→ Reading passage:

☆ ☆ ☆ ☆ ☆ ☆ ☆

When Tolkien decided that he was ready to start his great work, he realised that he wannted to blend together a number of themes:

1. His desire to express his feelings in poetry, originating long before with the TCBS.

2. His desire to create a mythology for England:

“It should possess the tone and quality that I desired, somewhat cool and clear, be redolent of our ‘air’ … and, while possessing … the fair elusive beauty that some call Celtic …, it should be ‘high’, purged of the gross, and fit for the more adult mind of a land long steeped in poetry. … The cycles should be linked to a majestic whole, and yet leave scope for other minds and hands, wielding paint and music and drama. Absurd.”

3. His realisation that the degree of complexity he wanted meant that he needed to invent a history for his languages in which they could fully develop and change.

4. His desire for his mythology to reflect his own moral and religious views. However, he realised that placing his work in a universe in which a Catholic God was present would deprive the work of imaginary colour. His compromise was to set his work in a world with a God, but one who remains mostly unseen.

So, with those thoughts in mind, he bought a cheap notebook, wrote “The Book of Lost Tales” on the cover in thick blue pencil, and started to write what would eventually be “The Silmarillion”.

☆ ☆ ☆ ☆ ☆ ☆ ☆

→ Parts of the exercise:
• A. In the Tolkien passage, what did Tolkien write on the cover of the cheap notebook he bought?
• B. Return the part of the Tolkien passage from "3. His realisation" to "develop and change.", word for word.

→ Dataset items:
☆ ☆ ☆ ☆ ☆ ☆ ☆

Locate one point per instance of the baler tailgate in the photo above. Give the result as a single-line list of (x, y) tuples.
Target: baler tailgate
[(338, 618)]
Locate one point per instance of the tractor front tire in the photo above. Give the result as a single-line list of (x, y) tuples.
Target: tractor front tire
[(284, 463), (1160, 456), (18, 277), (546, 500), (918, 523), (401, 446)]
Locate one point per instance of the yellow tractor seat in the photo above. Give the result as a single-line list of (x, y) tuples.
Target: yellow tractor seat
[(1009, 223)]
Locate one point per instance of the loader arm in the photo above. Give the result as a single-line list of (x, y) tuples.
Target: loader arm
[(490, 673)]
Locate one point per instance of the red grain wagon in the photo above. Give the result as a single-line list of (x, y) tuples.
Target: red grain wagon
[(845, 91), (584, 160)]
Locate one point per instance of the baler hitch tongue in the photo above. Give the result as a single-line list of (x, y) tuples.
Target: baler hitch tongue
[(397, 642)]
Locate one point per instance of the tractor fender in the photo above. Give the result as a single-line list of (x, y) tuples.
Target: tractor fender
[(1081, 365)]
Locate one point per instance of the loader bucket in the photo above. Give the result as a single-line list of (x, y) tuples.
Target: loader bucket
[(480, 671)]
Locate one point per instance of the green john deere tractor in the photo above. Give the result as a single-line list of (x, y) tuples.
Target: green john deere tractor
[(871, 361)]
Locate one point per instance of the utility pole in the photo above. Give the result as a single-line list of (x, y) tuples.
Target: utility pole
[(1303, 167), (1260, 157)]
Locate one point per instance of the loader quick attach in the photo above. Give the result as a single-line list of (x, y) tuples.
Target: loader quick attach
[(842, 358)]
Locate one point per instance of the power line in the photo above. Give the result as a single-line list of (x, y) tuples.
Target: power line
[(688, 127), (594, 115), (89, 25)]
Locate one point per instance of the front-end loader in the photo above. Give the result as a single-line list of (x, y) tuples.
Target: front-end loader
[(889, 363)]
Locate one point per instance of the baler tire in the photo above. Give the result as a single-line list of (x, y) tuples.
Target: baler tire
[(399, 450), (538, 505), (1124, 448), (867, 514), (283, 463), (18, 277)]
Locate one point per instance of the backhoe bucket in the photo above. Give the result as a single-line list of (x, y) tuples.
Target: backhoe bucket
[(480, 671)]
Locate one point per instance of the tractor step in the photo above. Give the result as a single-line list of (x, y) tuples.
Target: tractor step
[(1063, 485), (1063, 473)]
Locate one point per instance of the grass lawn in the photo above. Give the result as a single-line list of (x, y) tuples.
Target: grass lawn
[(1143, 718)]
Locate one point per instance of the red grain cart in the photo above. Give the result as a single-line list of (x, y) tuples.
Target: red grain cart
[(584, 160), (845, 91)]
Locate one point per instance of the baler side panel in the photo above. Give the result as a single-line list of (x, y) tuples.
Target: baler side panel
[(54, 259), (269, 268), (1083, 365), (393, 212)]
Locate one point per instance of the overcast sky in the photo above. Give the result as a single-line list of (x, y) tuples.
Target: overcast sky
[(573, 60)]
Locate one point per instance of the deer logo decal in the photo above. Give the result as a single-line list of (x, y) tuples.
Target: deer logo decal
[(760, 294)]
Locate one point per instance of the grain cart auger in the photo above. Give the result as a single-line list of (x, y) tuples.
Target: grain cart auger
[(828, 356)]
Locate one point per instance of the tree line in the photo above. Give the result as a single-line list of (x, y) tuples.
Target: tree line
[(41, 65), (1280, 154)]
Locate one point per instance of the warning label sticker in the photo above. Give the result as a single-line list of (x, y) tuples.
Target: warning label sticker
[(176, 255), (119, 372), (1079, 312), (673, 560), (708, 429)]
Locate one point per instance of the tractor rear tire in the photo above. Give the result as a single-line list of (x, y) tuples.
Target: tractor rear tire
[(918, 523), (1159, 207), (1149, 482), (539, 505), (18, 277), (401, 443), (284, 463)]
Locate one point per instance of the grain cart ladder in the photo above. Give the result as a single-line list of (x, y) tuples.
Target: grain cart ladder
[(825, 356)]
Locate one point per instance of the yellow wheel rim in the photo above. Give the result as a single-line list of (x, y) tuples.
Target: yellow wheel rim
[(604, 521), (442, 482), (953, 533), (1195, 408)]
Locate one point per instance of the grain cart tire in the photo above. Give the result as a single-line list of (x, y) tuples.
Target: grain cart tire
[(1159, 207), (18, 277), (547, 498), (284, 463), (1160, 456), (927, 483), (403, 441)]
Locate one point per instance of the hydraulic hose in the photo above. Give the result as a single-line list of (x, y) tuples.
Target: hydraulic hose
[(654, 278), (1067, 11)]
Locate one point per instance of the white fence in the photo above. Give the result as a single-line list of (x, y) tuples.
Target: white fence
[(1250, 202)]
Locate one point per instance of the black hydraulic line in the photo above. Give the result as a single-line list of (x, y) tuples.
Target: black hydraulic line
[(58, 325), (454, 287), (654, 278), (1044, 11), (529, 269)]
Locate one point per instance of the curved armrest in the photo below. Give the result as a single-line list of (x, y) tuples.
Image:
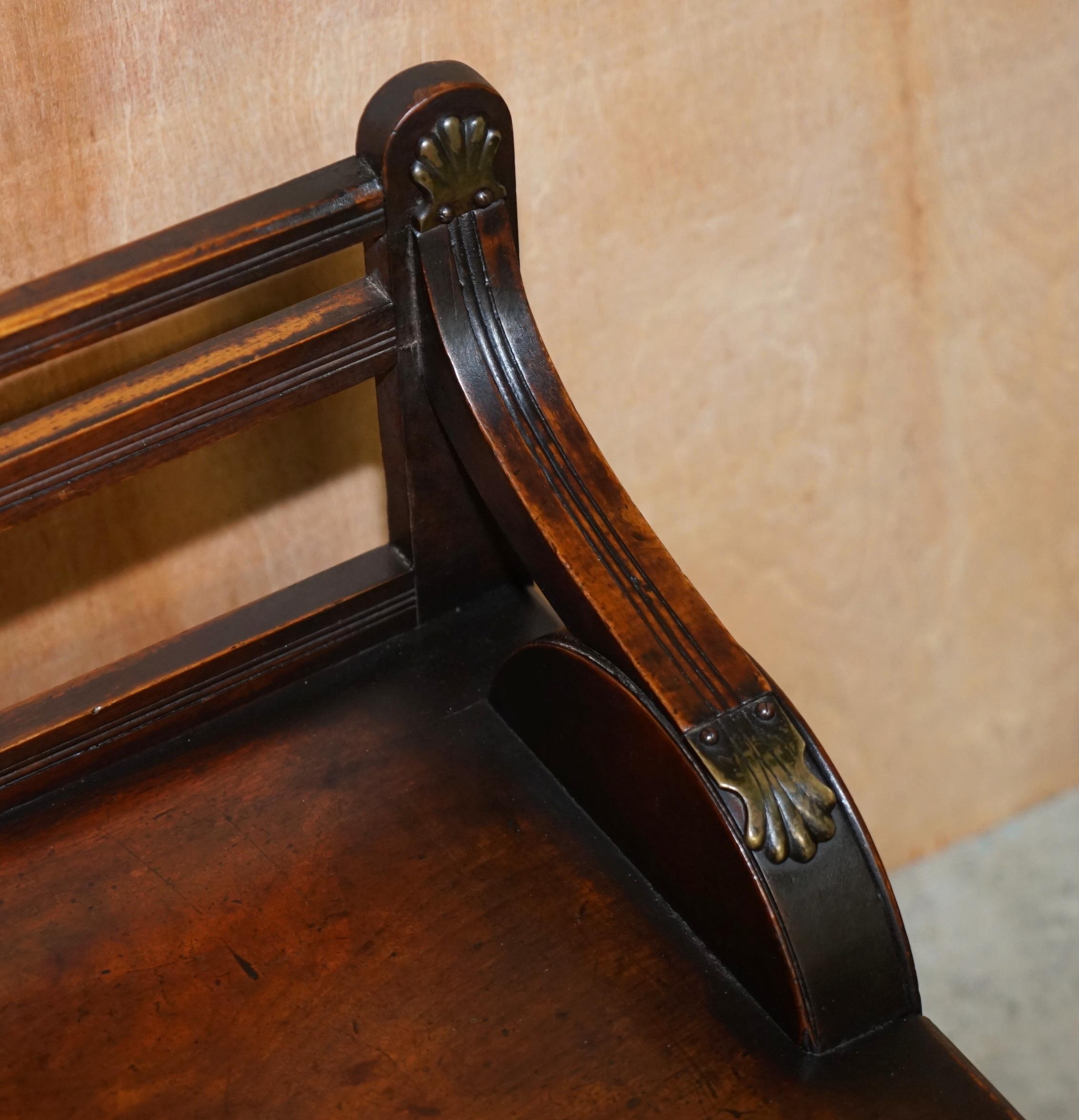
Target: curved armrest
[(658, 721)]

☆ ☆ ☆ ☆ ☆ ☆ ☆

→ Answers by item:
• A. He wrote "The Book of Lost Tales" in thick blue pencil.

• B.
3. His realisation that the degree of complexity he wanted meant that he needed to invent a history for his languages in which they could fully develop and change.